[Opening PROVIDED RECORDS section]
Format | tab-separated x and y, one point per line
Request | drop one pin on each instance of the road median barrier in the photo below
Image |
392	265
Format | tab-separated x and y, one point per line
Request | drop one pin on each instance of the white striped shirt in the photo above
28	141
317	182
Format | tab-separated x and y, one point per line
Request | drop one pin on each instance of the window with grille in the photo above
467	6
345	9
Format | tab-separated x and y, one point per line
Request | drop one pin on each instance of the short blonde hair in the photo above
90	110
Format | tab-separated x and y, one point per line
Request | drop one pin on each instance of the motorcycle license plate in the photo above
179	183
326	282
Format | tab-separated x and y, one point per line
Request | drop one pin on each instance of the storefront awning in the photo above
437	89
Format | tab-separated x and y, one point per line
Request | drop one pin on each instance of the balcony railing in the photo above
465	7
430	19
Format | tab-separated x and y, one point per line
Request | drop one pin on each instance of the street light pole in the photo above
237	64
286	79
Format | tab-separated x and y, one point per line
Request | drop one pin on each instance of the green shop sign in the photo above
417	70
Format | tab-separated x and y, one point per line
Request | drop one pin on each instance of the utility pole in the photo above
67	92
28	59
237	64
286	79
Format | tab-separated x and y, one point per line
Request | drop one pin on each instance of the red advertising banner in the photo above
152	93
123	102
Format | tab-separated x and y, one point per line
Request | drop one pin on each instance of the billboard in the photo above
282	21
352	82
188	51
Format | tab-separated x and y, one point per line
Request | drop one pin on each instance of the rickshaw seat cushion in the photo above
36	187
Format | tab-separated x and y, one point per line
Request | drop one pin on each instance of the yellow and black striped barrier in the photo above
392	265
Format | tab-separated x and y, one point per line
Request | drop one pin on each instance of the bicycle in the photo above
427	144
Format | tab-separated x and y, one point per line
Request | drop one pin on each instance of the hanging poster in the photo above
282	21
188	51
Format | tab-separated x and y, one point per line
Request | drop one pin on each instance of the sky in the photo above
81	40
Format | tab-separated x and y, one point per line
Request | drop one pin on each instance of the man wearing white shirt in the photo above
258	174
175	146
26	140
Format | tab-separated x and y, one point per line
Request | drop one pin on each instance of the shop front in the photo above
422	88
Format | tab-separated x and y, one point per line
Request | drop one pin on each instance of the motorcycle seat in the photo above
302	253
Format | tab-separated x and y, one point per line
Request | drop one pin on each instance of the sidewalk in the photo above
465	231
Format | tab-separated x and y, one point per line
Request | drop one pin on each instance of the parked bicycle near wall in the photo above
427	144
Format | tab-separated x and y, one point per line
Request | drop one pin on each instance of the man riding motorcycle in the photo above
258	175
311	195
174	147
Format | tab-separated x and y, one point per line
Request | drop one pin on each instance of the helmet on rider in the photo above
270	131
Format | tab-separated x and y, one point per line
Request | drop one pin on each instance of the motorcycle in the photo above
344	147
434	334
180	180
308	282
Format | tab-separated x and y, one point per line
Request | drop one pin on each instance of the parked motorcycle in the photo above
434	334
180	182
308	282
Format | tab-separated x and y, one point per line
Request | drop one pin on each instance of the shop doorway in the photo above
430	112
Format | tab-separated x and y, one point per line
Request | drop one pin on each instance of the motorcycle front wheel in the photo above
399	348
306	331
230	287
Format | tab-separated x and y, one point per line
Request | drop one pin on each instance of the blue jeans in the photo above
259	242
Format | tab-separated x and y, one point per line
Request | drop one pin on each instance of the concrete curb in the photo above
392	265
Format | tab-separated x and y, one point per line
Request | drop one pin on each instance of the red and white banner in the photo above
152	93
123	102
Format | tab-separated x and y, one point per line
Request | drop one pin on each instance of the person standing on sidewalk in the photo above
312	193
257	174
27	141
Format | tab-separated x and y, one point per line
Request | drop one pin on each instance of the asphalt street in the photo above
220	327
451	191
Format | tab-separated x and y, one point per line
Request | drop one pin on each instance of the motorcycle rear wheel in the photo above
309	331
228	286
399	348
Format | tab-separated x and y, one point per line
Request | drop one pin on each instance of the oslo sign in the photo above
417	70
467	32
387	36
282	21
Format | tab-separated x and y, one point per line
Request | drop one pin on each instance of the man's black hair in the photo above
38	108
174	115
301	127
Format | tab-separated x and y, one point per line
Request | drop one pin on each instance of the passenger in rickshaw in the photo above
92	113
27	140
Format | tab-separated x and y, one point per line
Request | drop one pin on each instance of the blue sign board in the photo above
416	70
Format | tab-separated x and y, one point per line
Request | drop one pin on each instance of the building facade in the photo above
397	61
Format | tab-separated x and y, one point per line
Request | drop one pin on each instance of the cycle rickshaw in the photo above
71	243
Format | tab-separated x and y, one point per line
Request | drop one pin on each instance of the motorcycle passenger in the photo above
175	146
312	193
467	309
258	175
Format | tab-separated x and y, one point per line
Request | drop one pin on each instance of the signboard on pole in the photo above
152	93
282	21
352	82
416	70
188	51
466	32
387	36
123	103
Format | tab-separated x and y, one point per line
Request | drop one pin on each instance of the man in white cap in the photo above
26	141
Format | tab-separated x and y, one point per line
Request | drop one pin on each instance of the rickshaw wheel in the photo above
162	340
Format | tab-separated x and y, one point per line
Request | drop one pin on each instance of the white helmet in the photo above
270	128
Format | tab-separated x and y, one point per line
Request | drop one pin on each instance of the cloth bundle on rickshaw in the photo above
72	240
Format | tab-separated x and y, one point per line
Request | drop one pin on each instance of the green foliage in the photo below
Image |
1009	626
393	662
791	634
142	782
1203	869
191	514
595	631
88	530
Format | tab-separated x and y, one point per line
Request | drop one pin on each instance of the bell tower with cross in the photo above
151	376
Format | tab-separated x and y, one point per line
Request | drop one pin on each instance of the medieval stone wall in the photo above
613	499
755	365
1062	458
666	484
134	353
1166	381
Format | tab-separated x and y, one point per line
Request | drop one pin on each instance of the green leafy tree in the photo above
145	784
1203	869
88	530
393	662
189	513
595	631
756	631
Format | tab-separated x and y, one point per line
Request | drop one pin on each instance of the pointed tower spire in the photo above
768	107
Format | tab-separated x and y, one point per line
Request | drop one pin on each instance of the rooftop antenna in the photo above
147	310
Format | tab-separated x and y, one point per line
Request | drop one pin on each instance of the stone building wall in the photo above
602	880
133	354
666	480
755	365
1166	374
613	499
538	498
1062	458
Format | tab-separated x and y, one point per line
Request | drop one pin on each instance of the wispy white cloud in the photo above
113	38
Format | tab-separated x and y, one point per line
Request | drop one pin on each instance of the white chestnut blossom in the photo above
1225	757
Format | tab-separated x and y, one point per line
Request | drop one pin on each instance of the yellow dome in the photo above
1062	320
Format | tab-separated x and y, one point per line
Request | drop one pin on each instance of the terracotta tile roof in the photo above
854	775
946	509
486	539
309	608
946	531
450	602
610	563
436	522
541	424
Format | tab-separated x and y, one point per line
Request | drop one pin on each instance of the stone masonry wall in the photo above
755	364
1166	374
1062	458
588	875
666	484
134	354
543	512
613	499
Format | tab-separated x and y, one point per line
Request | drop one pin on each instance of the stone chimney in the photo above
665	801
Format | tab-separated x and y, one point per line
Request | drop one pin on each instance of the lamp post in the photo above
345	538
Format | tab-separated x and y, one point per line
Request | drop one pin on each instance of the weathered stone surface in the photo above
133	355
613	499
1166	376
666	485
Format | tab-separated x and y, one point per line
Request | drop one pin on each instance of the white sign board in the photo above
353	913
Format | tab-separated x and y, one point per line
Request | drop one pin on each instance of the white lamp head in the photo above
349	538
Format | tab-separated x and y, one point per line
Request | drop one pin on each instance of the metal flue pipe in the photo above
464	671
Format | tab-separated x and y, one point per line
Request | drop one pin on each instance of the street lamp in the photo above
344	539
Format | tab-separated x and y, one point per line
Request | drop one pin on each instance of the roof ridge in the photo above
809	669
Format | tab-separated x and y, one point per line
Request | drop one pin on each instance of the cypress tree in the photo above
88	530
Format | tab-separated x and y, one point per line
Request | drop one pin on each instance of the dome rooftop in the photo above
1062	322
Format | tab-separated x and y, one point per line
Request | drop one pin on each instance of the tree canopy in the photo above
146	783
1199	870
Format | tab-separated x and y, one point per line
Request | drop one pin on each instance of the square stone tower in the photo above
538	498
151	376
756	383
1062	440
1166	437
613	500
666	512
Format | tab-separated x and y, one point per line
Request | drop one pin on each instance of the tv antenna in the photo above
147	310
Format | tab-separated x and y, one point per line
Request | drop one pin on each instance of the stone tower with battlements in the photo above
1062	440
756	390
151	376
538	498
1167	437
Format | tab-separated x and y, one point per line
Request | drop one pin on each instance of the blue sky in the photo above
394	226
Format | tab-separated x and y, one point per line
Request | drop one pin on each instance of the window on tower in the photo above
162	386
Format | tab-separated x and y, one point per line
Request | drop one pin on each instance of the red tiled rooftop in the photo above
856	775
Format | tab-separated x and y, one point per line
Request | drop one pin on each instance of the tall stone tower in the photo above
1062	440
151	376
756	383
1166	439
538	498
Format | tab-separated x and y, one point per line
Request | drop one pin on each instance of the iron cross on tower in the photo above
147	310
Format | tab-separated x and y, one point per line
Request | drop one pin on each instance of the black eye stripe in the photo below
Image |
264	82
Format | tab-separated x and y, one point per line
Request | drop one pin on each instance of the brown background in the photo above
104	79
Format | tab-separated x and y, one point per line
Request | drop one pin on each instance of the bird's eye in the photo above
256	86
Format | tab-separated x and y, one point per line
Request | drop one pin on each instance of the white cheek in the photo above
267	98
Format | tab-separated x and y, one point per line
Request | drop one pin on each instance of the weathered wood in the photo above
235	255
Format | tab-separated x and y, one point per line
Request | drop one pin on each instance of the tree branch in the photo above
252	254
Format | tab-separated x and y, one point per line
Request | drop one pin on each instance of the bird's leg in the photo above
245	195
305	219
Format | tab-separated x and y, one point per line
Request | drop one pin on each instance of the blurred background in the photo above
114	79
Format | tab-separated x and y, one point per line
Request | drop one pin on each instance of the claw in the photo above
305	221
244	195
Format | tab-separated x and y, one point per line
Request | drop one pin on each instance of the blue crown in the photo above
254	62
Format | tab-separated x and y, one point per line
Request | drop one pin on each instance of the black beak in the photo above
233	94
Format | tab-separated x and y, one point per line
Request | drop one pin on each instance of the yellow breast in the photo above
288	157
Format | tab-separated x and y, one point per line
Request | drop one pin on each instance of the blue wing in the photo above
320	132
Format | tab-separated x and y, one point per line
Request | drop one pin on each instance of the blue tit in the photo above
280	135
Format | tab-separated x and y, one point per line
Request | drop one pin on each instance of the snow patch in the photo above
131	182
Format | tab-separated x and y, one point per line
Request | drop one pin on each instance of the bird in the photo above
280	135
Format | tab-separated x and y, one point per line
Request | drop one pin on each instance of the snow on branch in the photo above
[Closing PROVIDED RECORDS section]
- [TASK TO COMPLETE]:
Taking the material above, say how many lines have "below" in them, and give no other output.

- [TASK RESPONSE]:
3